— begin EXTRACT PROVIDED —

Road Trip From Toronto To Quebec City

By Pat Dorri | Updated on 30 March 2022

If you want a straightforward yet unforgettable Canadian adventure, be sure to plan a road trip from Toronto to Quebec City. Connecting these major metropolises and passing through Montreal and various iconic landmarks, this is a trip you're bound to remember for life.

The 800km road trip from Toronto to Quebec City takes 8 hours to drive. Key stops include Boldt Castle, Cobourg Beach, Upper Canada Village, Village Québécois, La Mauricie National Park, as well as the cities of Kingston, Ottawa, and Montreal.

There's a lot to see during this amazing road trip, so be sure to read until the end to plan out the best journey you can.

How far is Quebec City from Toronto and how long will the road trip take?

The road trip from Toronto to Quebec City covers 800 kilometers and takes around 8 hours to drive - if you leave Toronto around sunrise, you could easily get to Quebec City in time for an evening out.

— end EXTRACT PROVIDED —
— begin DATA EXTRACT —

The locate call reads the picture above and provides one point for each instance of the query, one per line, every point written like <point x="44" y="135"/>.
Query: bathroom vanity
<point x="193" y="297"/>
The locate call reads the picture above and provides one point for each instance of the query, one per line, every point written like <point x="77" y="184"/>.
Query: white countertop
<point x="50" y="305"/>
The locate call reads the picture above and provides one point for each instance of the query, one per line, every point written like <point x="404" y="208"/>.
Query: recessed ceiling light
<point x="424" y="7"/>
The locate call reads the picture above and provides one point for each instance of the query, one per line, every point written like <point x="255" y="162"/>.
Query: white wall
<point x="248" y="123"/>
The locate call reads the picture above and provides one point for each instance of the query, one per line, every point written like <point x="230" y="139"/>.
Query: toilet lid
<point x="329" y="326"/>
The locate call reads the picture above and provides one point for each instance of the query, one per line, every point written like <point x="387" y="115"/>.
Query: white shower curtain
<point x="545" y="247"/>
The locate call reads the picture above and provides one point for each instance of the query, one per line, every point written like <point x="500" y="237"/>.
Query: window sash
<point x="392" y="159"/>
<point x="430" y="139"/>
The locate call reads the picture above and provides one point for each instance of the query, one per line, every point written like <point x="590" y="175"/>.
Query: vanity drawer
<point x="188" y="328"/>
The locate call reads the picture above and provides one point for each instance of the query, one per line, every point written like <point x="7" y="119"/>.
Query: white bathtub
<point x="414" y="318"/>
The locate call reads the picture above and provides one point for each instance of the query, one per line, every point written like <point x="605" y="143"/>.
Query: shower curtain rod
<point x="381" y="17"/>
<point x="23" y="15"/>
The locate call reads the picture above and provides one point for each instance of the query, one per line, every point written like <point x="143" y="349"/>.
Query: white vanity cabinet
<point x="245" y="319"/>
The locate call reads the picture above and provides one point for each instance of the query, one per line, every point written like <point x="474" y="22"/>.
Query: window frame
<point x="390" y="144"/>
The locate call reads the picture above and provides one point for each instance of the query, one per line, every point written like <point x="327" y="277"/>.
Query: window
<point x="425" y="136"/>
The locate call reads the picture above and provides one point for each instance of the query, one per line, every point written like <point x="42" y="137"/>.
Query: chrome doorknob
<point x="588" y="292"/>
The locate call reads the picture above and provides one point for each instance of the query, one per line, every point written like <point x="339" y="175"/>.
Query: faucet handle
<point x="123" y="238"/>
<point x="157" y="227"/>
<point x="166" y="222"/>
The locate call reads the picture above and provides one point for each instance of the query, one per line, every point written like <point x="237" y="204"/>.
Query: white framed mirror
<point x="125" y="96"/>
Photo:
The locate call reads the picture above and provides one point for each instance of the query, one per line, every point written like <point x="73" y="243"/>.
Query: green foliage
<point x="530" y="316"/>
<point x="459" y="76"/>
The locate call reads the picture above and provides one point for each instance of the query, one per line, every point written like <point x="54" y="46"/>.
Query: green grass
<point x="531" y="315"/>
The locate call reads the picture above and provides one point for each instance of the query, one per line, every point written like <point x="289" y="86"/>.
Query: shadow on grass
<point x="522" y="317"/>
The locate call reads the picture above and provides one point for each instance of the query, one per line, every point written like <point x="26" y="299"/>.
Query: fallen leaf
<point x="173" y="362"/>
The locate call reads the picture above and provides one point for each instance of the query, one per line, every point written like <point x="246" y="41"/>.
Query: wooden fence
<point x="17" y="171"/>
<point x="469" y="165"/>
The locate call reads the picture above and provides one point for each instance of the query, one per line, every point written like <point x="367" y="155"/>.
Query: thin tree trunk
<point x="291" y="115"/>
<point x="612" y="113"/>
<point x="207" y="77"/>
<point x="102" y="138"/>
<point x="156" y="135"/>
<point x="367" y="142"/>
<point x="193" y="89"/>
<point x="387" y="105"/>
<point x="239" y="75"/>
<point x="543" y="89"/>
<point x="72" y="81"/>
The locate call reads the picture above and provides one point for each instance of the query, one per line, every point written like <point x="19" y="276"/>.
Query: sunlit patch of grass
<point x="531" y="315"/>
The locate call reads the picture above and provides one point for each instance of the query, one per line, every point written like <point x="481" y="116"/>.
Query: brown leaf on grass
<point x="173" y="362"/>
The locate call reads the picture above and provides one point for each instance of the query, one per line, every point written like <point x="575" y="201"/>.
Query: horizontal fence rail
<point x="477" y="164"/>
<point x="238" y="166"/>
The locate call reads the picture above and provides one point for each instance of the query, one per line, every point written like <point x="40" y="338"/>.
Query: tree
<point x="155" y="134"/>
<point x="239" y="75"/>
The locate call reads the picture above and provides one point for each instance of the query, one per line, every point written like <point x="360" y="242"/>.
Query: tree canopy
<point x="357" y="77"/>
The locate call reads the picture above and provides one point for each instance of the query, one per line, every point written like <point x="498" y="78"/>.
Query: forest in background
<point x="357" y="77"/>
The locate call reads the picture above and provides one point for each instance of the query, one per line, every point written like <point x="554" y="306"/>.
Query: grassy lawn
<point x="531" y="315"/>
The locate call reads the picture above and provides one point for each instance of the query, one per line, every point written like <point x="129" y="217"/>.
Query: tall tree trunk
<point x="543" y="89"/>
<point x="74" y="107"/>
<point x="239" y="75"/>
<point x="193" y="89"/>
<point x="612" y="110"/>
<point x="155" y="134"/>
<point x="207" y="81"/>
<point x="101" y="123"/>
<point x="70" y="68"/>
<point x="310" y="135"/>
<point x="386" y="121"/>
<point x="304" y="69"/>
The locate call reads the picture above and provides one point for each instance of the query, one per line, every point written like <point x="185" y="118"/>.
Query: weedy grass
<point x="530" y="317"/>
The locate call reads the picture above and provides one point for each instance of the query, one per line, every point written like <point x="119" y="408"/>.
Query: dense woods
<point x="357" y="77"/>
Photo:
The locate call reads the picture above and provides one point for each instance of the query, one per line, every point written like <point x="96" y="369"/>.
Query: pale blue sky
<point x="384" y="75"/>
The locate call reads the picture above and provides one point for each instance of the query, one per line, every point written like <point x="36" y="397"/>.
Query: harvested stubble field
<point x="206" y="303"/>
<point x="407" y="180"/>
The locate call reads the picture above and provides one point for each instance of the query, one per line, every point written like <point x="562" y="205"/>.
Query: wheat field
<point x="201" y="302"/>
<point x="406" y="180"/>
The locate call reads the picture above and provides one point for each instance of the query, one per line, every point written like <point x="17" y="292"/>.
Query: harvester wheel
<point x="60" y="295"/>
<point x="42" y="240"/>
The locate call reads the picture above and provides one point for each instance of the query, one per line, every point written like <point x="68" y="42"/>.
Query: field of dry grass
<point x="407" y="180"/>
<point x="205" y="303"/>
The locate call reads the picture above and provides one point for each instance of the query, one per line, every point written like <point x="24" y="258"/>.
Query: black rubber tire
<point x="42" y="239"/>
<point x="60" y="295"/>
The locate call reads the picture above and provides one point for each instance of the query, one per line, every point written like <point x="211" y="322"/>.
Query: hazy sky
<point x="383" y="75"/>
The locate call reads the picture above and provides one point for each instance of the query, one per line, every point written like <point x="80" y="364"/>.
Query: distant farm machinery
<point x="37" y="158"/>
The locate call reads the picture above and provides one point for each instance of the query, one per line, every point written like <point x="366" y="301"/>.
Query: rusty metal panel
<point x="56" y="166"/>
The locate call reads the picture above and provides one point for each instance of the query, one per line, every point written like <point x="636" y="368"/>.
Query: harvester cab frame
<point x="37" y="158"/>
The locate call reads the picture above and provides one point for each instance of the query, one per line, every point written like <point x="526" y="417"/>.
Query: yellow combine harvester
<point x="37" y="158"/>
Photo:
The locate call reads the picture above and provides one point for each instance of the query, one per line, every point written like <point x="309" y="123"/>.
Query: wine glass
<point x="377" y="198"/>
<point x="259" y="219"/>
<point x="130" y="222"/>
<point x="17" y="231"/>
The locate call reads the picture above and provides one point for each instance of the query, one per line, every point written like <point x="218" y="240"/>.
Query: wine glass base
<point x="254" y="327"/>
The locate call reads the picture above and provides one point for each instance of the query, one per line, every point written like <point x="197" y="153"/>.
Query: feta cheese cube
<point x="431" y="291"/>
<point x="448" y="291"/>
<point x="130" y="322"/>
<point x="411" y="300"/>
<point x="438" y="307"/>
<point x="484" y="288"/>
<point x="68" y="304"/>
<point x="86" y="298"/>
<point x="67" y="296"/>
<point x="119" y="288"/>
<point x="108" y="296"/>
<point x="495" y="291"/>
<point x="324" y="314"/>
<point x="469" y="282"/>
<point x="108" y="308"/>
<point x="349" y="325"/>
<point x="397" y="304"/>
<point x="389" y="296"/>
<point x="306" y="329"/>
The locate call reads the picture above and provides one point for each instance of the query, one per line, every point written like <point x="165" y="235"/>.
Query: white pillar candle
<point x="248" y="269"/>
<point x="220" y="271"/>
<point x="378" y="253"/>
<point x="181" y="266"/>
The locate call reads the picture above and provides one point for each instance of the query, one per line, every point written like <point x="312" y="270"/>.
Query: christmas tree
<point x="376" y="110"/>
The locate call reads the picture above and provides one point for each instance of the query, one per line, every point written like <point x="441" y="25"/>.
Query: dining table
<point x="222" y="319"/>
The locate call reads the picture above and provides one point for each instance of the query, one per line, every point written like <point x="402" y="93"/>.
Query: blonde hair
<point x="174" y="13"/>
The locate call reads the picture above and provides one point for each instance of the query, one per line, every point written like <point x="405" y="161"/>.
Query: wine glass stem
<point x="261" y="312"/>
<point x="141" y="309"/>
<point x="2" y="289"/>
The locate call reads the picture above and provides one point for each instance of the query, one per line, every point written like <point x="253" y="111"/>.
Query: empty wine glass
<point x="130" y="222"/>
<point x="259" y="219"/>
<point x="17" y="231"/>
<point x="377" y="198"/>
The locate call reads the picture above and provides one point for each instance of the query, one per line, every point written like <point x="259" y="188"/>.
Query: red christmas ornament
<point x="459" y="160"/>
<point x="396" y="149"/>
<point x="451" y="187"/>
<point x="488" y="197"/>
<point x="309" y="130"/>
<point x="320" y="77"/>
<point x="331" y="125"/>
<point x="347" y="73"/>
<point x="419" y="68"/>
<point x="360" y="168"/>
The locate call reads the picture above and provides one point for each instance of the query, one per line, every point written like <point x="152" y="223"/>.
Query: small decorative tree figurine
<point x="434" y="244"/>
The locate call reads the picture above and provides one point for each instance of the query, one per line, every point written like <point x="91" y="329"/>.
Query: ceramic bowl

— end DATA EXTRACT —

■ GIVEN REQUEST ■
Copy the whole text about the road trip from Toronto to Quebec City word for word, without changing anything.

■ ANSWER TO THE TASK ■
Road Trip From Toronto To Quebec City

By Pat Dorri | Updated on 30 March 2022

If you want a straightforward yet unforgettable Canadian adventure, be sure to plan a road trip from Toronto to Quebec City. Connecting these major metropolises and passing through Montreal and various iconic landmarks, this is a trip you're bound to remember for life.

The 800km road trip from Toronto to Quebec City takes 8 hours to drive. Key stops include Boldt Castle, Cobourg Beach, Upper Canada Village, Village Québécois, La Mauricie National Park, as well as the cities of Kingston, Ottawa, and Montreal.

There's a lot to see during this amazing road trip, so be sure to read until the end to plan out the best journey you can.

How far is Quebec City from Toronto and how long will the road trip take?

The road trip from Toronto to Quebec City covers 800 kilometers and takes around 8 hours to drive - if you leave Toronto around sunrise, you could easily get to Quebec City in time for an evening out.